▶ _Listed entries_
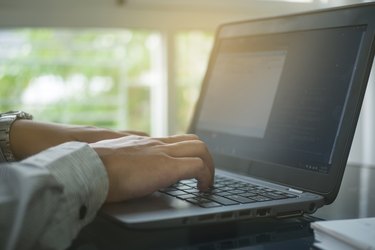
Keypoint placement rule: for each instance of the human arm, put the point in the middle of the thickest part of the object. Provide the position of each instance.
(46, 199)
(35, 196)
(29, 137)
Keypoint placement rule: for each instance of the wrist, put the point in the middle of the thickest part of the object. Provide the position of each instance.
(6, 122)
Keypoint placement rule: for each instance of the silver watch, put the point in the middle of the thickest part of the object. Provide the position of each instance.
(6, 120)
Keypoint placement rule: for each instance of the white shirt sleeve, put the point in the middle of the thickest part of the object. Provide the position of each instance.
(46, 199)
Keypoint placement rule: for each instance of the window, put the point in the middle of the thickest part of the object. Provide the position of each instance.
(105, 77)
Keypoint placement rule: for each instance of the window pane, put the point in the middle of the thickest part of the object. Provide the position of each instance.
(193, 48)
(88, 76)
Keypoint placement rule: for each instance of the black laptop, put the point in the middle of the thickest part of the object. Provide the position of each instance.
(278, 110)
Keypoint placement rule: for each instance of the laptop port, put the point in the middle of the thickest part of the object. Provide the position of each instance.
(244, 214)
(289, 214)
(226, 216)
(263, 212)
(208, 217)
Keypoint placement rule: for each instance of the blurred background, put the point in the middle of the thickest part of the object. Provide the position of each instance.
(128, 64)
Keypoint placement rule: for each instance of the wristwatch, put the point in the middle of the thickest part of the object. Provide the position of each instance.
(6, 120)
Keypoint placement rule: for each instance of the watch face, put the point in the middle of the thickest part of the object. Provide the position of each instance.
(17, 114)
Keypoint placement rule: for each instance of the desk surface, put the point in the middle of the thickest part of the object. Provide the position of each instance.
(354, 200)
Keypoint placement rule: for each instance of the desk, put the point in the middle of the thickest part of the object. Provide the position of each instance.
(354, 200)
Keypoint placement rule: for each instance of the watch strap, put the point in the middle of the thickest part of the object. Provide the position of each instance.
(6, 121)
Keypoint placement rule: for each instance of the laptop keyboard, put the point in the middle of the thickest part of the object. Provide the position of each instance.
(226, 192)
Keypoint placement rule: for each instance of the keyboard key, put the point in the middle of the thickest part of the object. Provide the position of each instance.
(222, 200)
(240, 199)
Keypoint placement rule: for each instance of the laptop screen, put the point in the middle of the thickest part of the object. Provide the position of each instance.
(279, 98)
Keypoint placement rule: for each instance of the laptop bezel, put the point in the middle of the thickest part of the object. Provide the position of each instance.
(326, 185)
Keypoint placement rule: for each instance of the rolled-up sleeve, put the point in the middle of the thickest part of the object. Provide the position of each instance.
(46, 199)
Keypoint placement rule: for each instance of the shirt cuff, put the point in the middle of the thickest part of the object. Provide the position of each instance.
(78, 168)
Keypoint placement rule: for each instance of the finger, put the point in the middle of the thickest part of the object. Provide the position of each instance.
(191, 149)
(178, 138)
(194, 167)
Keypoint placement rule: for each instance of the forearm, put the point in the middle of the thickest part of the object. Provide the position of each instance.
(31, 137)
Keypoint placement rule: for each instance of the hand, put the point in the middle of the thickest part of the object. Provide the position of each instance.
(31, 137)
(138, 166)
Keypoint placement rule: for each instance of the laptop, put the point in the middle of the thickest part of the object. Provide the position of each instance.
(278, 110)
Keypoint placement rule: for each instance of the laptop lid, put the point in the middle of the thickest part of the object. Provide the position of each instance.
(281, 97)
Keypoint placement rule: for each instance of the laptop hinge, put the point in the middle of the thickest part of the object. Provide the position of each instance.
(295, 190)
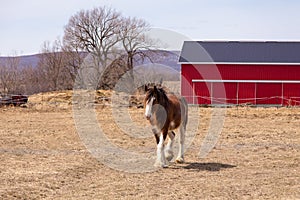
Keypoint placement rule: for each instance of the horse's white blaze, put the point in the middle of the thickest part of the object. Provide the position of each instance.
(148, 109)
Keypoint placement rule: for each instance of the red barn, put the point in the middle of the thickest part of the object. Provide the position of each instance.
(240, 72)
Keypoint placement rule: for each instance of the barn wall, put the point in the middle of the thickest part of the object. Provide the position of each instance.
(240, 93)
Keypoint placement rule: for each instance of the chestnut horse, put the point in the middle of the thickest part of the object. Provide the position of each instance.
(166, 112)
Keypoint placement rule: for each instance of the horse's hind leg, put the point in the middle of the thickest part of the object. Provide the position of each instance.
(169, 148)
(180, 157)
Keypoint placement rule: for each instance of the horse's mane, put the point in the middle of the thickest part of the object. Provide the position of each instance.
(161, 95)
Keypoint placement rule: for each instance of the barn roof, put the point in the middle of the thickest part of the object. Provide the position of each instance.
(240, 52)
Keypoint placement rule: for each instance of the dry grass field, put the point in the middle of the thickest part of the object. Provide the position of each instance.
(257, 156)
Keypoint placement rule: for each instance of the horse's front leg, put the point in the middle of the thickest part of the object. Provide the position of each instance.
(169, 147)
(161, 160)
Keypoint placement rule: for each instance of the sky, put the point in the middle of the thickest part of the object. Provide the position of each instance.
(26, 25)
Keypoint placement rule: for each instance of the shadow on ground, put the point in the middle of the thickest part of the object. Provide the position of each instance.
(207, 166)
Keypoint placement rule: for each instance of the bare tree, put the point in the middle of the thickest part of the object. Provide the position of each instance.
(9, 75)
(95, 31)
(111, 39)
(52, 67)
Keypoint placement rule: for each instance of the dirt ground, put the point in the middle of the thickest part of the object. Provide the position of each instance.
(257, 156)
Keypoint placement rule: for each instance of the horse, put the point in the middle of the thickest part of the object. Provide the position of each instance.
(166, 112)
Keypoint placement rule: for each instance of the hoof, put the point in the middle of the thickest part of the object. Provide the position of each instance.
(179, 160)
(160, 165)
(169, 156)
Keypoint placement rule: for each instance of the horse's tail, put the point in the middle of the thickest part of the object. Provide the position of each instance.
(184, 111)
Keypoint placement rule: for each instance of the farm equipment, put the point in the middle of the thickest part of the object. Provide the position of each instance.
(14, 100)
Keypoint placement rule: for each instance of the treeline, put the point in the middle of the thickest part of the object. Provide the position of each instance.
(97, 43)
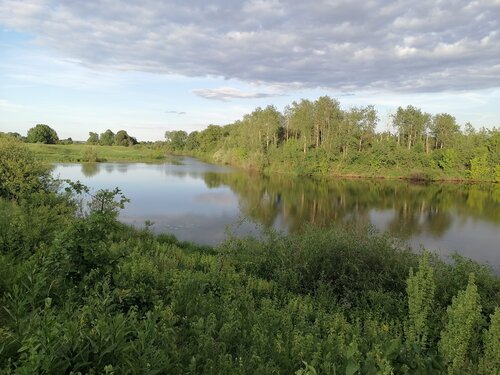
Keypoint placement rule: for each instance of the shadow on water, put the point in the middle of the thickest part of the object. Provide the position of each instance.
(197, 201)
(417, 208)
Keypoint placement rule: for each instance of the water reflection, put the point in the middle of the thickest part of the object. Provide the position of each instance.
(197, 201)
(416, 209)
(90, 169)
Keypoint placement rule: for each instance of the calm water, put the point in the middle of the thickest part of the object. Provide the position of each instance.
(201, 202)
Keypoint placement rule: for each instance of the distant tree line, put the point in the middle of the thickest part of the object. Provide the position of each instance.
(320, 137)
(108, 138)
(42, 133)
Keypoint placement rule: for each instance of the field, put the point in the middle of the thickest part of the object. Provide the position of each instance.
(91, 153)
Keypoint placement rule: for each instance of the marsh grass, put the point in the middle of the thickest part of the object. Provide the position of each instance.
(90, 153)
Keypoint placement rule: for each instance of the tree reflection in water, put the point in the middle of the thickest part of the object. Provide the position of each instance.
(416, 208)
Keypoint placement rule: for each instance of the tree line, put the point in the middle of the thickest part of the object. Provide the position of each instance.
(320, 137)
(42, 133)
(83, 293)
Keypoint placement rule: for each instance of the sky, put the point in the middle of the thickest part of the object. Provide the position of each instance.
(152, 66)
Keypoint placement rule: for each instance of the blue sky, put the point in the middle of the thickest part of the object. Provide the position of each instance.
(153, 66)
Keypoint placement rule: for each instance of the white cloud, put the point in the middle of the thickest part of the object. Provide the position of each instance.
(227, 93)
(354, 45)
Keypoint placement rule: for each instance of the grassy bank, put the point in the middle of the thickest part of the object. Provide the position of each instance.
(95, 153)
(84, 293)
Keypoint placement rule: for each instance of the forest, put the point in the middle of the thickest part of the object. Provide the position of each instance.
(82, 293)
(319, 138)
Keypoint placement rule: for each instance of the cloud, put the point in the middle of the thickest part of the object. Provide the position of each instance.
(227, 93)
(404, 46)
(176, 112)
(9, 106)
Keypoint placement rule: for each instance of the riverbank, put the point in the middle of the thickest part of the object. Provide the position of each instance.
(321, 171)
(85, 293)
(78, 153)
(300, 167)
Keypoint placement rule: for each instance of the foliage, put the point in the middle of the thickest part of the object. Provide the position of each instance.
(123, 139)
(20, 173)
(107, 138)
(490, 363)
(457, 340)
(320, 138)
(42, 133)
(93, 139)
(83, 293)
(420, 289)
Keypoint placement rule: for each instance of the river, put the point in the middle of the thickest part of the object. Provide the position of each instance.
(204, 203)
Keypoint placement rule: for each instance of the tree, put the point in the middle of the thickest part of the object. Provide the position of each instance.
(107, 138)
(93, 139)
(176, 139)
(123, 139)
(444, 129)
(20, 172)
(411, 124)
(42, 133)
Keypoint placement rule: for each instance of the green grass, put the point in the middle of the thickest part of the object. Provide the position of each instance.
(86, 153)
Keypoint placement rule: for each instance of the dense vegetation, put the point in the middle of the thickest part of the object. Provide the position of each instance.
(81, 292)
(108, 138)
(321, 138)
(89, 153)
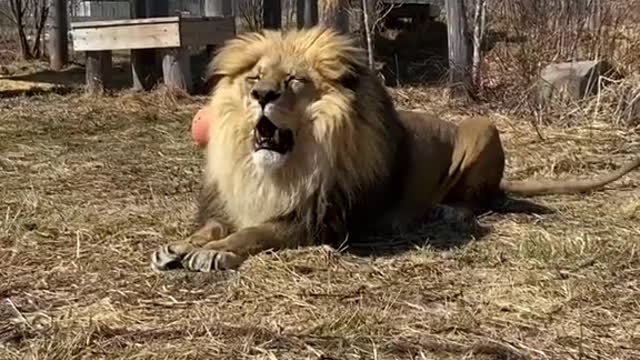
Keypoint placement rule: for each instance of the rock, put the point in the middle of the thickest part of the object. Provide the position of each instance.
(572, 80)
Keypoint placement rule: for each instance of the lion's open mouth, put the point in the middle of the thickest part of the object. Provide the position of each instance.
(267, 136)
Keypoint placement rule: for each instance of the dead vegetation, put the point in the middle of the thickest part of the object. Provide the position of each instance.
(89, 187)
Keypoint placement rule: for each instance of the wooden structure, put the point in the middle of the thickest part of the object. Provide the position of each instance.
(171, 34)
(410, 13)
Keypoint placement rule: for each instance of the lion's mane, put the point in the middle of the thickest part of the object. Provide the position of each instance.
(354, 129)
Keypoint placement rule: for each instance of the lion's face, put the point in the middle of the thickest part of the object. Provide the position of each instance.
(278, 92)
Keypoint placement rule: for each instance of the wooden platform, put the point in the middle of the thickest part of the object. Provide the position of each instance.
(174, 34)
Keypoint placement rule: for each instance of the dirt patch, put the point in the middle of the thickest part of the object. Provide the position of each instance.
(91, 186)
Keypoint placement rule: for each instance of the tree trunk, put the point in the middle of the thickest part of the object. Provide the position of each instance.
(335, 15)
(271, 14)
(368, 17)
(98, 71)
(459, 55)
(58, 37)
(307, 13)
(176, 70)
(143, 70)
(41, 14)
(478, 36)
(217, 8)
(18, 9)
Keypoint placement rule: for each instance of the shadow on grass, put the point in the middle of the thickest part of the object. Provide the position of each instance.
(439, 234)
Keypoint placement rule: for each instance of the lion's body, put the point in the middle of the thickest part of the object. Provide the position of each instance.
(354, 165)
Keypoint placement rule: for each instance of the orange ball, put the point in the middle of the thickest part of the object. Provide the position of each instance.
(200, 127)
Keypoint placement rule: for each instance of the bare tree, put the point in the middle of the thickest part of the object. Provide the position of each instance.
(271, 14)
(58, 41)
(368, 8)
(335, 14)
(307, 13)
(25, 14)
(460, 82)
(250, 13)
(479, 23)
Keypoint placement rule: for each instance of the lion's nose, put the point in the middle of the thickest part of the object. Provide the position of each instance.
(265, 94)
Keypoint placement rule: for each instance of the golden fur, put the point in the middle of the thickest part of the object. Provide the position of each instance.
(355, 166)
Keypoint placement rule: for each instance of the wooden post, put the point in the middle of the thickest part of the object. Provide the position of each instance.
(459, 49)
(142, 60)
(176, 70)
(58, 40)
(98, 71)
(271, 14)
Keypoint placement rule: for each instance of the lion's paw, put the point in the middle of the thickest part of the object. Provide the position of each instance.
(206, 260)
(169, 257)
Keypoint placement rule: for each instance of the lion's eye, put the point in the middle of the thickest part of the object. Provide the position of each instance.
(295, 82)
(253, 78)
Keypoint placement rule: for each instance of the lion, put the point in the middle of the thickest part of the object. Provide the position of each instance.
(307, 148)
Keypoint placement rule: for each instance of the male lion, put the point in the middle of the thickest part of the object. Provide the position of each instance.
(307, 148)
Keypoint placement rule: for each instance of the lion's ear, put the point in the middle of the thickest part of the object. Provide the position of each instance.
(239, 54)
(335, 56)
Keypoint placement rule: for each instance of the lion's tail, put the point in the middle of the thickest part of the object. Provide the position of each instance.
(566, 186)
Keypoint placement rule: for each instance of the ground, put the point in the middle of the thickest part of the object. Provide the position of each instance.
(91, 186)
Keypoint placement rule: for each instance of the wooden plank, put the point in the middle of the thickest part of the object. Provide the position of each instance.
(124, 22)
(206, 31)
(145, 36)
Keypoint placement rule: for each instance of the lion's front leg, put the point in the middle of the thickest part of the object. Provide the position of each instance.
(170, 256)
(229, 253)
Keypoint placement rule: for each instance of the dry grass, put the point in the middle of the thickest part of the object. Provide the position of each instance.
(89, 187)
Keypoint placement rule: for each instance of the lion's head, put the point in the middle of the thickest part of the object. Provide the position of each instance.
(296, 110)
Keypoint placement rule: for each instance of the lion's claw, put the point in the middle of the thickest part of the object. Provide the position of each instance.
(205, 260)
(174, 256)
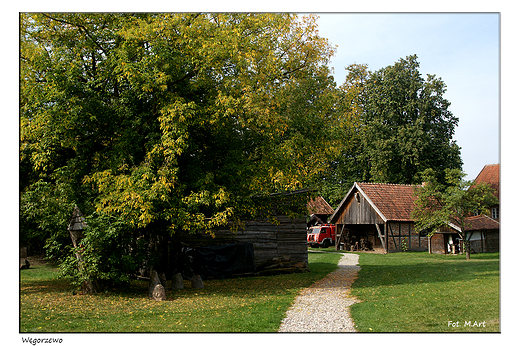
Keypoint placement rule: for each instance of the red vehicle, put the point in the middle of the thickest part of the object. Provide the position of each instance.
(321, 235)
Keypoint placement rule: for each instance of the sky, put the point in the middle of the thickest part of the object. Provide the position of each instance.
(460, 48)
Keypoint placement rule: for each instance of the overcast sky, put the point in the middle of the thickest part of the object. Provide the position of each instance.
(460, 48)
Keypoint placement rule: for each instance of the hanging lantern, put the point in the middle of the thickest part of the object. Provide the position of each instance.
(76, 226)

▶ _Assignment_
All lines from the one containing "Keypoint placement rule: for each instance of the overcast" through the end of the listing must be transcribed exactly. No other lines belong in the answer.

▶ _Solution for this problem_
Keypoint placement rule: for each instance of the overcast sky, put the point in the middle of the thickest part of the object. Provide the position of each instance.
(460, 48)
Keypoint placement rule: for each instance of the hanging lantern, put the point in the middle of the thickest part of the object. Provide the position of each instance.
(76, 226)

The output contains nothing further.